[Referring expression data]
━━━━━━━━━━

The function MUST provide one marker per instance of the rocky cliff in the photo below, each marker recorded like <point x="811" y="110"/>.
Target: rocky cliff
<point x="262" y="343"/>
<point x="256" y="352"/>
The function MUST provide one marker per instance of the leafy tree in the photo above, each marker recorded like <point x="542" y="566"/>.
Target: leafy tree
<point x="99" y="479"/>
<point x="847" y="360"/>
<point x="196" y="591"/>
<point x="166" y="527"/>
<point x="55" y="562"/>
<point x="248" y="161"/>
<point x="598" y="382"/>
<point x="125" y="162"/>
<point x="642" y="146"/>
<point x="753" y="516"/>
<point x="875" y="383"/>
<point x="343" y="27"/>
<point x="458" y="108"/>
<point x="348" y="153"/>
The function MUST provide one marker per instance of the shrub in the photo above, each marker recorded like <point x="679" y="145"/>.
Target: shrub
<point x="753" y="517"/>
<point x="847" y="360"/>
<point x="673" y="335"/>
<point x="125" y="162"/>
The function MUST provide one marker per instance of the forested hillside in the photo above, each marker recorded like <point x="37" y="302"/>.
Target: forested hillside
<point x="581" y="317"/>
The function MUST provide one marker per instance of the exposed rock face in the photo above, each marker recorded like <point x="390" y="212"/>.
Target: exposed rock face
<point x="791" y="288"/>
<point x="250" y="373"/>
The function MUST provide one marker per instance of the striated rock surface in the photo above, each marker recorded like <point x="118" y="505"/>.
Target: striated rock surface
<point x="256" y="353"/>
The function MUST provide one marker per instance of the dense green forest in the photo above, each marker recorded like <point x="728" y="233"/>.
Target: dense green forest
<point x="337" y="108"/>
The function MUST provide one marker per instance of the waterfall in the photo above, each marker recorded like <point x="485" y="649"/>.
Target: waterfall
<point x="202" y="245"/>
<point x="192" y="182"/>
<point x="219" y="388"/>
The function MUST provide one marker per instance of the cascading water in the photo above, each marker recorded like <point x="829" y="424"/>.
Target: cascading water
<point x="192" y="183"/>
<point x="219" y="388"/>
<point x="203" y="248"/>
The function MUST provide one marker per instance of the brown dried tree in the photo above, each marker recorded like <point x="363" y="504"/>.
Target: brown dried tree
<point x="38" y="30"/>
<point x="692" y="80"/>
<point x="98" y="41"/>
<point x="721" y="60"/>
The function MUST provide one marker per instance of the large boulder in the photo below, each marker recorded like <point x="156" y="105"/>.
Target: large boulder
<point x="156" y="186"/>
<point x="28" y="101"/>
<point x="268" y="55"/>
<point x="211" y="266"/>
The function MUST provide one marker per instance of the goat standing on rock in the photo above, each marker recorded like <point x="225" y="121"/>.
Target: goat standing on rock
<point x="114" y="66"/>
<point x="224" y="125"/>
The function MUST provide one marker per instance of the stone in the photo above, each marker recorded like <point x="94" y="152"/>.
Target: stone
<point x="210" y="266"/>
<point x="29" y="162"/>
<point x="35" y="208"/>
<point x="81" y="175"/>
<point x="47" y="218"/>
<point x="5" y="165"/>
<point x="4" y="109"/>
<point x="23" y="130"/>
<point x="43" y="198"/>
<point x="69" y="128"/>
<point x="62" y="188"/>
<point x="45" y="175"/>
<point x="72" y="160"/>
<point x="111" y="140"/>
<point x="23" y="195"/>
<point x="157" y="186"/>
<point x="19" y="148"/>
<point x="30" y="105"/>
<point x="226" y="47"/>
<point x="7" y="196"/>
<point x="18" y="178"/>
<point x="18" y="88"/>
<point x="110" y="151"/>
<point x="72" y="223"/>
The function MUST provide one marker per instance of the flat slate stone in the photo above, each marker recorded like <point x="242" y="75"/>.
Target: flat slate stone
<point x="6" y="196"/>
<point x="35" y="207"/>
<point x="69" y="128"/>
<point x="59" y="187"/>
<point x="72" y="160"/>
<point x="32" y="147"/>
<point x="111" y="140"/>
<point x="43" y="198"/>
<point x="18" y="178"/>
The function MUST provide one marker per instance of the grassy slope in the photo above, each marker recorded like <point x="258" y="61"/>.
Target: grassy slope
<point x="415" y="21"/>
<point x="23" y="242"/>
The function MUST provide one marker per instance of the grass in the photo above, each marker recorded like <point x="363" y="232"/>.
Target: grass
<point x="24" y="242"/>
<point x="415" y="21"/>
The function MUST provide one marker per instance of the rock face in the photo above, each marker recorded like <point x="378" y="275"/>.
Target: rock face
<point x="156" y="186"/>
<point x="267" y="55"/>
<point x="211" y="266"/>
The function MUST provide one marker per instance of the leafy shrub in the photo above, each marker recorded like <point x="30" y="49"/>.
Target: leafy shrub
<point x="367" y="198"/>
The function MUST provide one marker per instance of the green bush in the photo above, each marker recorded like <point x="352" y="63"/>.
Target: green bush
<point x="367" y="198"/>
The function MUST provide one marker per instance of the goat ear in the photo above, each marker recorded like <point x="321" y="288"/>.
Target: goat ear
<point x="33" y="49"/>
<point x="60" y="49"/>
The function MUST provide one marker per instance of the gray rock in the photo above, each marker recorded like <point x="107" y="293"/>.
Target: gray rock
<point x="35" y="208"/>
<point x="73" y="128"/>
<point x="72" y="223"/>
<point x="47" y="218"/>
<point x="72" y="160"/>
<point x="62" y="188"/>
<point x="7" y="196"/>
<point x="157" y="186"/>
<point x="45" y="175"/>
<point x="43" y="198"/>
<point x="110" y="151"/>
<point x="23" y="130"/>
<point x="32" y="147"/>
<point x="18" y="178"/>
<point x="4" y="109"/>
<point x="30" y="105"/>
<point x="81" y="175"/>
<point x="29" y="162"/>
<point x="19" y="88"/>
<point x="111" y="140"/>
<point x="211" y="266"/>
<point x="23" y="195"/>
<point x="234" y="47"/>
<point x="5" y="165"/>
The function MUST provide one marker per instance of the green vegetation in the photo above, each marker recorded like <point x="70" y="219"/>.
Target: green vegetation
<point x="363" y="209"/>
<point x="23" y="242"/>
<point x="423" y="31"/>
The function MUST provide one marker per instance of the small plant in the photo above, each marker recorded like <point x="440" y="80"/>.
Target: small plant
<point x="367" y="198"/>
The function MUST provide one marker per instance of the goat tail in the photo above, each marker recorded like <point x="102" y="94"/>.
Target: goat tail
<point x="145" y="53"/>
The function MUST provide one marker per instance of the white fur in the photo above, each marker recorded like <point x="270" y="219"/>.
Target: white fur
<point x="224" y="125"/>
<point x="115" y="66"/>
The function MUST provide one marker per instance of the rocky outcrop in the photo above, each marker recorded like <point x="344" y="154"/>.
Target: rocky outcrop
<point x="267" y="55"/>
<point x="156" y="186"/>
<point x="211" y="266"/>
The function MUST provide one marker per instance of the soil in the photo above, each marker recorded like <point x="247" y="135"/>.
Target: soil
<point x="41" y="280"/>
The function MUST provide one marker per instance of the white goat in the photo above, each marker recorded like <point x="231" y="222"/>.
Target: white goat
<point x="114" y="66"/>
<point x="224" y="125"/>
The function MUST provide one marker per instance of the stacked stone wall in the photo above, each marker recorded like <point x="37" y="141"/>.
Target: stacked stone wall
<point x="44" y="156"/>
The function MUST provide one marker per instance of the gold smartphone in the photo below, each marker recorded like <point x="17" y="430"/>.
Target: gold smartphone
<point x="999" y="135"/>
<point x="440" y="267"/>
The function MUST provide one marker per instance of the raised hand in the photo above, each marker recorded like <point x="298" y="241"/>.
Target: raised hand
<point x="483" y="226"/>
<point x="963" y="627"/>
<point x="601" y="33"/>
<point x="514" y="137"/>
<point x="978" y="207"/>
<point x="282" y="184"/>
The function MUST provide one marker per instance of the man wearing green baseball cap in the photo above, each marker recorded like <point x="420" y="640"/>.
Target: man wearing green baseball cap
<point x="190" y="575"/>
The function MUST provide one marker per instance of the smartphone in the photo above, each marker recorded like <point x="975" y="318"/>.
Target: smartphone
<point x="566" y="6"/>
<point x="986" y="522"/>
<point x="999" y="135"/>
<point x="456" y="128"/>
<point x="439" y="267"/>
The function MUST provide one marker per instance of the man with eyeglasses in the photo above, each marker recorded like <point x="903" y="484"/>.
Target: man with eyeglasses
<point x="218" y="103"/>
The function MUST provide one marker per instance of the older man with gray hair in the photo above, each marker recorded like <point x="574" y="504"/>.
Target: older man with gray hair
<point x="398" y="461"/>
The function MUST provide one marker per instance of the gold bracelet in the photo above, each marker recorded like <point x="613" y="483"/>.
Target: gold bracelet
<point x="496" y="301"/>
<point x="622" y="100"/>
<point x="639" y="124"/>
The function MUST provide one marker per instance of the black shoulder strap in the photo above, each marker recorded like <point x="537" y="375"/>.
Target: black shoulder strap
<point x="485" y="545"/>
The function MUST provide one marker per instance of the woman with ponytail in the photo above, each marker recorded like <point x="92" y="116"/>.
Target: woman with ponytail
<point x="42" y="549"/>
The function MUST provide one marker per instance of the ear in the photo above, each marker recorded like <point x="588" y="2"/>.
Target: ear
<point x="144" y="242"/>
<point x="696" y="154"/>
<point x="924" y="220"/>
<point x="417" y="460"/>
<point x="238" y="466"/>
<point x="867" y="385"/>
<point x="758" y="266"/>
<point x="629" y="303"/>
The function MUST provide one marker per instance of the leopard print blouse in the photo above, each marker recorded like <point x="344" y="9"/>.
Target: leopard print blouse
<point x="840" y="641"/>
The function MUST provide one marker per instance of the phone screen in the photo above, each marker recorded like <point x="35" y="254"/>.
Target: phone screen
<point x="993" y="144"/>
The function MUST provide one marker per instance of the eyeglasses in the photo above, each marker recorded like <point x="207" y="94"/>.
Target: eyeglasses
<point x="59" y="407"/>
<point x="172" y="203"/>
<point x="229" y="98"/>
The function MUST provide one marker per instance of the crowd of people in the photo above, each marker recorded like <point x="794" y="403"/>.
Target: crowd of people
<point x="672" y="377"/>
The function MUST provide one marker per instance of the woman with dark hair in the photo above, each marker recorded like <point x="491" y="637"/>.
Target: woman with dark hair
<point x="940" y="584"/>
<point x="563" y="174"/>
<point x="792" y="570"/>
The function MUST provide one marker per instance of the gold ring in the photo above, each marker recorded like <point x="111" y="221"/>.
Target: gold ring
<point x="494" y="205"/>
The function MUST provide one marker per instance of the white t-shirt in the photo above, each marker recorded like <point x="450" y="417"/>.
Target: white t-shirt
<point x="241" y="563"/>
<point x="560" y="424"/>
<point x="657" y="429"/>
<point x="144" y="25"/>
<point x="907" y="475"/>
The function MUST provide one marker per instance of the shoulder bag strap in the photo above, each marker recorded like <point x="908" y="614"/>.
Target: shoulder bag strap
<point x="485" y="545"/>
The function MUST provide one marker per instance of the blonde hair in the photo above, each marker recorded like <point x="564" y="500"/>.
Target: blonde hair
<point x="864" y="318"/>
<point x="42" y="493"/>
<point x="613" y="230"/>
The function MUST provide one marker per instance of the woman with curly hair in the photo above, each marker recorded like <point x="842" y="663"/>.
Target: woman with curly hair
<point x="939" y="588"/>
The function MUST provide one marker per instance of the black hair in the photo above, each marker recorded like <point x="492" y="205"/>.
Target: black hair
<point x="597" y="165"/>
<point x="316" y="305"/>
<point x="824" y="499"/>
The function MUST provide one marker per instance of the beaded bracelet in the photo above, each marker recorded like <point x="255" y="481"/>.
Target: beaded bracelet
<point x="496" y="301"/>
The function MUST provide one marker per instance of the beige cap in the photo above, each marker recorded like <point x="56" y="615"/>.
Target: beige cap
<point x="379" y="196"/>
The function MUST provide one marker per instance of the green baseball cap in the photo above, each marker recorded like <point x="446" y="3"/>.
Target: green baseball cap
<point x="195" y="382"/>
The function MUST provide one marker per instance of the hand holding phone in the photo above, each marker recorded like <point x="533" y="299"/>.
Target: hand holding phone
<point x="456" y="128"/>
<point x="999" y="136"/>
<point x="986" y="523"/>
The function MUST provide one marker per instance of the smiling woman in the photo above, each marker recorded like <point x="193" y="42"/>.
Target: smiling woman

━━━━━━━━━━

__Work to complete__
Going back to the entries above, set down exactly the lines that begin at the one with "the leafy shrub" and end at the one with "the green bush", both included, and nothing else.

__Answer box__
The function MUST provide one marker per instance of the leafy shrub in the photo above, each marker recorded like <point x="30" y="49"/>.
Target: leafy shrub
<point x="367" y="198"/>
The function MUST provide one marker per instance of the green bush in the photo above, each marker recorded like <point x="352" y="63"/>.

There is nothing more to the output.